ESTRATTO DEL DOCUMENTO:
▬▬▬

Hai visto alcuni di questi film?

“Ho visto solo quello con Benicio Del Toro e mi pare dimenticabile, però vorrei vedere quello con Tom Cruise che mi incuriosisce molto”.

Tu con la serie hai il vantaggio di avere molte ore a disposizione, loro con i film invece devono selezionare e raccontare qualcosa di molto specifico, non tutta la storia. Se tu fossi costretto a fare la stessa cosa, a raccontare Escobar in due ore, che punto di vista adotteresti, su cosa ti concentreresti?

“Così su due piedi credo che l’aspetto più interessante sia l’idea che quest’uomo trafficava con una sostanza che per lui non era diversa da birra o caffè. Per noi la cocaina è terribile ma per lui era un prodotto che l’ha arricchito e grazie al quale si è pure candidato al parlamento. Voleva essere accettato dall’elite che ovviamente non l’ha mai accettato e quando è stato cacciato dal parlamento in lui è scattato qualcosa, un odio per il potere così forte da portarlo a considerare un intero paese come il suo nemico. Un paese che aveva un esercito debole, credo avessero solo tre elicotteri, lui di certo poteva organizzare un’armata molto più potente. Insomma io mi concentrerei da questa rabbia che esce da un’indignazione quasi legittima”.

▬▬▬

DATI:
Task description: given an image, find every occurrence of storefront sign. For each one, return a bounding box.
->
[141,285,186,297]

▬▬▬

COSA PRODURRE: Ricopia il passo dell'intervista su Escobar che parte dalle parole "Hai visto alcuni" e si ferma dopo "cosa ti concentreresti?".

ESERCIZIO SVOLTO:
Hai visto alcuni di questi film?

“Ho visto solo quello con Benicio Del Toro e mi pare dimenticabile, però vorrei vedere quello con Tom Cruise che mi incuriosisce molto”.

Tu con la serie hai il vantaggio di avere molte ore a disposizione, loro con i film invece devono selezionare e raccontare qualcosa di molto specifico, non tutta la storia. Se tu fossi costretto a fare la stessa cosa, a raccontare Escobar in due ore, che punto di vista adotteresti, su cosa ti concentreresti?